Copy out every line of the material below verbatim, preserving its order, wording, and punctuation.
[Start of RECORDS TO USE]
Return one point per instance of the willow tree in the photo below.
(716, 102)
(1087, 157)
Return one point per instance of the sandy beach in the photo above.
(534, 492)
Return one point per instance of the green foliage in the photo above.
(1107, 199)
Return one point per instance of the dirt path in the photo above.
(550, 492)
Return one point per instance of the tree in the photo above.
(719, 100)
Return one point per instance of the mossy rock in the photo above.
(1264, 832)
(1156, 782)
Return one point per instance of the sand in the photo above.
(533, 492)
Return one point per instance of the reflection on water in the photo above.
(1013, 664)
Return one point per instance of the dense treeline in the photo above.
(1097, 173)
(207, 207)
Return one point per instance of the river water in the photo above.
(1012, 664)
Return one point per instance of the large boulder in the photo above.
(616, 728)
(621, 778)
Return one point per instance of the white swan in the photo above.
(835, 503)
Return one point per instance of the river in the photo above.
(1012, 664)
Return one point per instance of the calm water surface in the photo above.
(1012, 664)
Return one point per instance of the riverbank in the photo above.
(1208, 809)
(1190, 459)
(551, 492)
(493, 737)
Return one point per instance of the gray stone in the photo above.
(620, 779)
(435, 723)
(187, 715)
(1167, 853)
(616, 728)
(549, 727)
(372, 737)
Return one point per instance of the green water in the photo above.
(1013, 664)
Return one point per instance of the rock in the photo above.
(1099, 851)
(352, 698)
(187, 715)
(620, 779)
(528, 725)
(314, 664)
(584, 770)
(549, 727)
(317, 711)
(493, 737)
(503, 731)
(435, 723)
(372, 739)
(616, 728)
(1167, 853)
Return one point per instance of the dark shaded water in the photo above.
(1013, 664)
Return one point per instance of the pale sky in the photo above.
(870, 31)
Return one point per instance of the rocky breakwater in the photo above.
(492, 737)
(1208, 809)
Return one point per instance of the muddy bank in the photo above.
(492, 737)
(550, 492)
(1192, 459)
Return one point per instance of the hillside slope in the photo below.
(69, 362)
[End of RECORDS TO USE]
=== SOLUTION TO THIS PROBLEM ===
Return one point per instance of the willow tree in the photo below.
(716, 102)
(1087, 157)
Return one point per instance of the sandy beach in the photo above.
(534, 492)
Return one point per instance of the green foliage in the photo above.
(1107, 199)
Return one point per instance of the dirt path in the photo above.
(550, 492)
Return one point per instance of the tree in the photo above.
(719, 100)
Return one point per instance of the mossy rock in the photo above.
(1264, 832)
(1156, 782)
Return one point per instance of the sand in the photo above.
(533, 492)
Return one point per instance of the reflection on water in the photo above.
(1013, 664)
Return one point per instance of the dense treeline in the photo above.
(1097, 173)
(207, 207)
Return one point per instance of the river water in the photo above.
(1012, 664)
Return one point per instance of the large boulder in the photo above.
(616, 728)
(621, 778)
Return one point per instance of the white swan in the photo above.
(835, 503)
Return one point per instance of the river in the photo above.
(1012, 664)
Return one point per instance of the calm water surface in the photo above.
(1012, 664)
Return one point per instance of the riverbank in the photo above.
(1208, 809)
(1190, 459)
(551, 492)
(493, 737)
Return one point per instance of the gray stone in the photo above.
(620, 779)
(435, 723)
(187, 715)
(1167, 853)
(616, 728)
(549, 727)
(372, 737)
Return one point per instance of the green water in the photo above.
(1013, 664)
Return one point per instance of the rock in the photo above.
(1099, 851)
(352, 698)
(187, 715)
(620, 779)
(528, 725)
(314, 664)
(584, 770)
(549, 727)
(317, 711)
(493, 737)
(503, 731)
(435, 723)
(372, 739)
(616, 728)
(1167, 853)
Return one point per instance of the dark shaded water in the photo above.
(1013, 664)
Return one point per instance of the pale sky in the photo above.
(870, 31)
Return one point per instance of the rocky breakwater in the photo above.
(492, 737)
(1208, 809)
Return one point per instance of the muddy bank in the photo above.
(492, 737)
(550, 492)
(1192, 459)
Return one point per instance of the hillside slope in the photo below.
(69, 362)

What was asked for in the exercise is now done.